> **To do**: Rewrite part of the records below as a Markdown table with the columns Row and Line, giving each line its own numbered row and leaving out blank lines. Begin at the line that contains "Give a dot for each instance of the hazard" and stop after the line that contains "<point>177,690</point>".

> **Recorded data**:
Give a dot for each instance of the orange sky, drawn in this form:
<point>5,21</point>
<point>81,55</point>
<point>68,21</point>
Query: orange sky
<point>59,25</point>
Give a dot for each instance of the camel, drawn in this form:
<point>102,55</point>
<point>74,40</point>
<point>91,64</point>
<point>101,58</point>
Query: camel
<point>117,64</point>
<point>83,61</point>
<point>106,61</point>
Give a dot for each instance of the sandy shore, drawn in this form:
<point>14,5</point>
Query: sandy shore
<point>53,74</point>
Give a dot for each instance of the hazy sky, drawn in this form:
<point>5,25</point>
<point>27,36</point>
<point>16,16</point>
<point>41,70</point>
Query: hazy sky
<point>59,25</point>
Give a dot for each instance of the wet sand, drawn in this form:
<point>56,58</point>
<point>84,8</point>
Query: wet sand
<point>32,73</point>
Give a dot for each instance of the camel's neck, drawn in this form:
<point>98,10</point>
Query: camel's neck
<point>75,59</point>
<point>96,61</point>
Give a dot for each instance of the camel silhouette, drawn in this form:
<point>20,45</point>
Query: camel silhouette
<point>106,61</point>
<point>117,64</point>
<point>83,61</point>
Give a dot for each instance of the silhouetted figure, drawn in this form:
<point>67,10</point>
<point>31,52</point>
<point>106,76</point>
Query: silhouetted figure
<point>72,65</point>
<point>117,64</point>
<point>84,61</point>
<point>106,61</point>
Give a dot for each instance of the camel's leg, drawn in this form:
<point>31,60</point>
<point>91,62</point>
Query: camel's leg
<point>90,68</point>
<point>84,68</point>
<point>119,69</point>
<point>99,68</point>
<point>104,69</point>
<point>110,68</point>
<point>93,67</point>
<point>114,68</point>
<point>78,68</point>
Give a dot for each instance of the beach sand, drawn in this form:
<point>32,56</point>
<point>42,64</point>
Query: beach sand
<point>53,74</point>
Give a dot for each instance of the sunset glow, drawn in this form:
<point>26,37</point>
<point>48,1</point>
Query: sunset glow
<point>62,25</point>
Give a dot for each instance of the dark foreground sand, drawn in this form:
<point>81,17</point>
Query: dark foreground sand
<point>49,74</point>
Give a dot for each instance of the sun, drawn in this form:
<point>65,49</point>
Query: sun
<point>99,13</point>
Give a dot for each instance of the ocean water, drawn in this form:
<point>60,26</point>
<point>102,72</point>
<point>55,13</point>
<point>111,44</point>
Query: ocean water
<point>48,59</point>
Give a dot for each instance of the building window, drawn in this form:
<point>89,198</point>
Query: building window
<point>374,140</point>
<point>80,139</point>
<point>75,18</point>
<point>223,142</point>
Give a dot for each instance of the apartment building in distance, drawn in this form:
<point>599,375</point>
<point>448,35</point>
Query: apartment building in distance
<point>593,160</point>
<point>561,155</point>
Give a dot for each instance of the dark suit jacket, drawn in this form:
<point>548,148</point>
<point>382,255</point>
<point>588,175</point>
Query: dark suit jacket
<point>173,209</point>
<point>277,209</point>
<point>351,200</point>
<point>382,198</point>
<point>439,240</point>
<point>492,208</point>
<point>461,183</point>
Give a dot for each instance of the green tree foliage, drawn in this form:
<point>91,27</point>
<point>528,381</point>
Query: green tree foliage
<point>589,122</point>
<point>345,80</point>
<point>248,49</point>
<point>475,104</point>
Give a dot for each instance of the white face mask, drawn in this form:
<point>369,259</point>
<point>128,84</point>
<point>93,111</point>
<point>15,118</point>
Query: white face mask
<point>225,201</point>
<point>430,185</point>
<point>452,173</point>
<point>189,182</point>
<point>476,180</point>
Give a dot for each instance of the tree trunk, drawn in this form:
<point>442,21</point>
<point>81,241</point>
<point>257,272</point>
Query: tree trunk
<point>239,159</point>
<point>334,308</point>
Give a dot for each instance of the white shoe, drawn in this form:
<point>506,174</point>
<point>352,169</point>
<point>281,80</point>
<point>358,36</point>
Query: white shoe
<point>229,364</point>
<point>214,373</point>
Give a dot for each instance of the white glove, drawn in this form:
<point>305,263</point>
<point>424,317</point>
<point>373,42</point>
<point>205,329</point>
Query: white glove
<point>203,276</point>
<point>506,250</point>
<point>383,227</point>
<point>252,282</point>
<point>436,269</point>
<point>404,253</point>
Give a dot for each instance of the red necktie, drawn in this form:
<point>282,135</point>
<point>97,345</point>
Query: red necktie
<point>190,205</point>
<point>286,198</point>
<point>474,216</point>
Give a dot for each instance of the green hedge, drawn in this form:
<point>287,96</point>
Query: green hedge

...

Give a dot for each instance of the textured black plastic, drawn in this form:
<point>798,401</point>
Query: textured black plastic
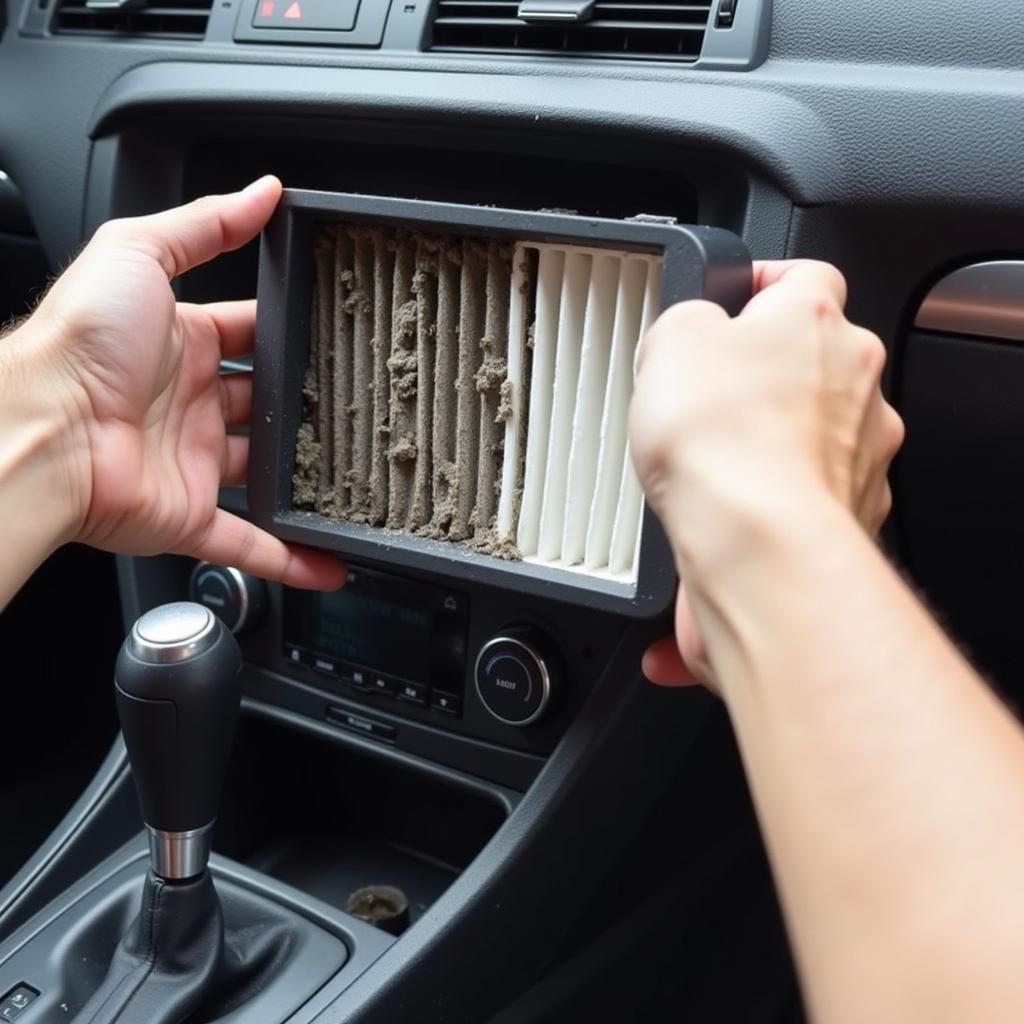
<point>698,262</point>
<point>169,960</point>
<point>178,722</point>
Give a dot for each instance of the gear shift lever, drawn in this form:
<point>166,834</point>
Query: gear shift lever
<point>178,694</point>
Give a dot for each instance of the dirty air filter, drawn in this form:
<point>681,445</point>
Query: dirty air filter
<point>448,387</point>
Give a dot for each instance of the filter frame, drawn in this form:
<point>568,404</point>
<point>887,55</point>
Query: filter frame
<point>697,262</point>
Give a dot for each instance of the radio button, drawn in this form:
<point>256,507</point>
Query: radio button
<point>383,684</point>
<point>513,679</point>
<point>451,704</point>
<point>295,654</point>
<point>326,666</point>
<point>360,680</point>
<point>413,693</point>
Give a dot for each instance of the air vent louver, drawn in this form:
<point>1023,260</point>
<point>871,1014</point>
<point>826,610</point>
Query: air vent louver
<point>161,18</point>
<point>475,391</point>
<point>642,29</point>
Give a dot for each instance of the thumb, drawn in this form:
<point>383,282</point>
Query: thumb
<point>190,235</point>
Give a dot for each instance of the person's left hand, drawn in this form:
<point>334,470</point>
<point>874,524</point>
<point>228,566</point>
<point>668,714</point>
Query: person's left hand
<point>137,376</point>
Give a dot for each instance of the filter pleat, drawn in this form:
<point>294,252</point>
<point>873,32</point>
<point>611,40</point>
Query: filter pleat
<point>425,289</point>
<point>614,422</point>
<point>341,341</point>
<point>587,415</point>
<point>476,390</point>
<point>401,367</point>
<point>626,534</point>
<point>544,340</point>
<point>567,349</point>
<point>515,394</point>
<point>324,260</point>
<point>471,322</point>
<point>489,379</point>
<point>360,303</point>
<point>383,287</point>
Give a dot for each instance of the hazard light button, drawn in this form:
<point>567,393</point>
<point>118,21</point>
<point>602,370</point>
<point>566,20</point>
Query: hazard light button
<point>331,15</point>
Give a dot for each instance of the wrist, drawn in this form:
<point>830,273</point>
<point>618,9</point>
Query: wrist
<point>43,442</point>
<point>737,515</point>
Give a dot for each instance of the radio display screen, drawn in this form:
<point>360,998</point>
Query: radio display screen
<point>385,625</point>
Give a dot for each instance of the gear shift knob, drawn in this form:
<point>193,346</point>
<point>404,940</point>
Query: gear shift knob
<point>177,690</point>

> **Task solution**:
| Row | Line |
|---|---|
| 1 | Give a dot for each instance of the hazard light button, drawn in this form: |
| 2 | <point>567,393</point> |
| 3 | <point>118,21</point> |
| 4 | <point>602,370</point> |
| 5 | <point>566,20</point> |
| 6 | Query: hazard light button |
| 7 | <point>331,15</point> |
| 8 | Give a dot for each instance of the wrist, drawn in this form: |
| 9 | <point>830,273</point> |
| 10 | <point>618,9</point> |
| 11 | Query: wrist |
| 12 | <point>43,442</point> |
| 13 | <point>737,515</point> |
| 14 | Give a dot for each instance of the radio display screen, drawn in this form: |
| 15 | <point>360,998</point> |
| 16 | Query: radio display screen |
| 17 | <point>385,625</point> |
| 18 | Give a dot for each instance of the gear shift knob, drawn in this form: |
| 19 | <point>193,346</point> |
| 20 | <point>404,940</point> |
| 21 | Query: gear shift knob |
| 22 | <point>177,690</point> |